GOAL A: List every line of printk output that is quoted in the mailing list message below.

TEXT PASSAGE:
=====

On Mon, May 31, 2004 at 12:38:48PM -0700, Chris Caputo wrote:
> Made a little more progress...
> 
> Turns out the infinite loop wasn't in the CONFIG_HIGMEM while() loop, but 
> rather in the while() loop at the top of the code.  Sorry about that.  I 
> misunderstood the disassembly until now.
> 
> So basically both types of crashes I am seeing (NULL deref and infinite
> loop) are happening in the primary/top while() loop of prune_icache()  
> and I suspect they are both the result of a corrupted inode_unused list.
> 
> Now I am trying to figure out where/how the inode_unused list is getting
> corrupted...  If anyone has any existing code for validating list
> integrity, which I could sprinkle around the code, I'd love a copy.
> 
> Thanks,
> Chris
> 
> On Mon, 31 May 2004, Chris Caputo wrote:
> > [CC'ed lkml in case anyone else wants to take a shot.]
> > 
> > A little more info...  I added some printk's to the function to highlight
> > the input value of parameter 'goal' and also to show where the function
> > was returning.
> > 
> > My understanding is these printk's all happened in rapid succession:
> > 
> >     entry > prune_icache(goal = 92370)
> >     exit < prune_icache() at if (goal <= 0)
> > 
> >   Above the function completed without entering the CONFIG_HIGHMEM while
> >   loop.
> > 
> >     entry > prune_icache(goal = 94037)
> >     exit < prune_icache() - end of function
> > 
> >   Above the function went through the CONFIG_HIGHMEM while loop.  This was
> >   the first time this happened since boot, after a number of 
> >   prune_icache() calls that had returned prior to the CONFIG_HIGHMEM while 
> >   loop.

=====

ENTRIES PROVIDED:
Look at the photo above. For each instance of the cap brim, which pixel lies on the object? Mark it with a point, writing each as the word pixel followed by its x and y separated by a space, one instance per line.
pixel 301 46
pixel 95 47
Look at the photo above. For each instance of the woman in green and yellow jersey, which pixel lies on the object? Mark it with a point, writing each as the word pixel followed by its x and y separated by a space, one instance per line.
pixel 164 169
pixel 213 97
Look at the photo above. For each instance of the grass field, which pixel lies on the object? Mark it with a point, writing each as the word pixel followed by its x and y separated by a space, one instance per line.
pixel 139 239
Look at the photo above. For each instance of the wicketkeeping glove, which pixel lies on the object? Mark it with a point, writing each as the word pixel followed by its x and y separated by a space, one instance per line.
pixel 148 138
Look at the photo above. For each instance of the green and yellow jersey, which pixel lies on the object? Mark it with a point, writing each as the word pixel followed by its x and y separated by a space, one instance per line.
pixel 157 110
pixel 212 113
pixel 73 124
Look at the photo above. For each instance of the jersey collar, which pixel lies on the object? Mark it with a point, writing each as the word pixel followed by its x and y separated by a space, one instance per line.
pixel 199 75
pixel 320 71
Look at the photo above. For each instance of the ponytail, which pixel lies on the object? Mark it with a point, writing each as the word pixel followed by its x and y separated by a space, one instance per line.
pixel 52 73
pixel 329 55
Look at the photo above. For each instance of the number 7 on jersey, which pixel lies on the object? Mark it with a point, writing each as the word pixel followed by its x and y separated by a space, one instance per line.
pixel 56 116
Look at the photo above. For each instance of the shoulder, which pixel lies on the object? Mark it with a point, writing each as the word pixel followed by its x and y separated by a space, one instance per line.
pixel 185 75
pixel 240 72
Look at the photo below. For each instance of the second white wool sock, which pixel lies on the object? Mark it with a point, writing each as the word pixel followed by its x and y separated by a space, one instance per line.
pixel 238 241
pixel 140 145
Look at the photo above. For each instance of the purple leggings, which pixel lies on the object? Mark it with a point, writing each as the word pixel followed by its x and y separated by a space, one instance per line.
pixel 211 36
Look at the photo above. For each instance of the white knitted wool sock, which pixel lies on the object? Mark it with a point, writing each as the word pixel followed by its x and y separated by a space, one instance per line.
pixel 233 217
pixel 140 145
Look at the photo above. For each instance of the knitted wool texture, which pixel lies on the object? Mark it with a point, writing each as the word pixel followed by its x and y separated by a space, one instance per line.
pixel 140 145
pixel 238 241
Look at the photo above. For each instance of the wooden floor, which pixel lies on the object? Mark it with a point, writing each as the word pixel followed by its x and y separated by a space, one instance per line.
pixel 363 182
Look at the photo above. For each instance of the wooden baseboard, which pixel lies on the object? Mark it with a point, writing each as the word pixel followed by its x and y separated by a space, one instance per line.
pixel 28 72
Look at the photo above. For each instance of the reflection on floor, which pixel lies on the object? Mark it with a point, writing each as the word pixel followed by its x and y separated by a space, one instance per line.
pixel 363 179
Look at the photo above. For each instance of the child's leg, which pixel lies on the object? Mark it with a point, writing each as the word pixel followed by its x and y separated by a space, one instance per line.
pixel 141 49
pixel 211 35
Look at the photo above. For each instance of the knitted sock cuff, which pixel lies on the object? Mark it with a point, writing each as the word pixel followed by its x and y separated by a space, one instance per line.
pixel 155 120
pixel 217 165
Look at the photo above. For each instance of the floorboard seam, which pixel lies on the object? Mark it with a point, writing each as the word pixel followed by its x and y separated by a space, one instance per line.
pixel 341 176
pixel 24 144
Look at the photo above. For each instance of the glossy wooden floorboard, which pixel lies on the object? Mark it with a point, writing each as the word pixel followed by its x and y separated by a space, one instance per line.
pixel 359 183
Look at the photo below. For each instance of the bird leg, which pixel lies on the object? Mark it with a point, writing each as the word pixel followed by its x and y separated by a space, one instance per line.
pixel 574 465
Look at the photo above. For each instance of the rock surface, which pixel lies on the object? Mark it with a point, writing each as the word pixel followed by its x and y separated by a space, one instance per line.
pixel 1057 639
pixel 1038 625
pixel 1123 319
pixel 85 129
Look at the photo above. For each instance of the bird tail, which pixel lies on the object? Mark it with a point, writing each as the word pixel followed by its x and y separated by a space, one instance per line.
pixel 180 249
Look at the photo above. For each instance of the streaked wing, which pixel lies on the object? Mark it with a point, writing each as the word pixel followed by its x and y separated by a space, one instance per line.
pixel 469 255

=====

GOAL B: Count the lines of the records above that contain the word "green". Give only the number.

EXPECTED ANSWER A:
entry > prune_icache(goal = 92370)
exit < prune_icache() at if (goal <= 0)
entry > prune_icache(goal = 94037)
exit < prune_icache() - end of function

EXPECTED ANSWER B: 2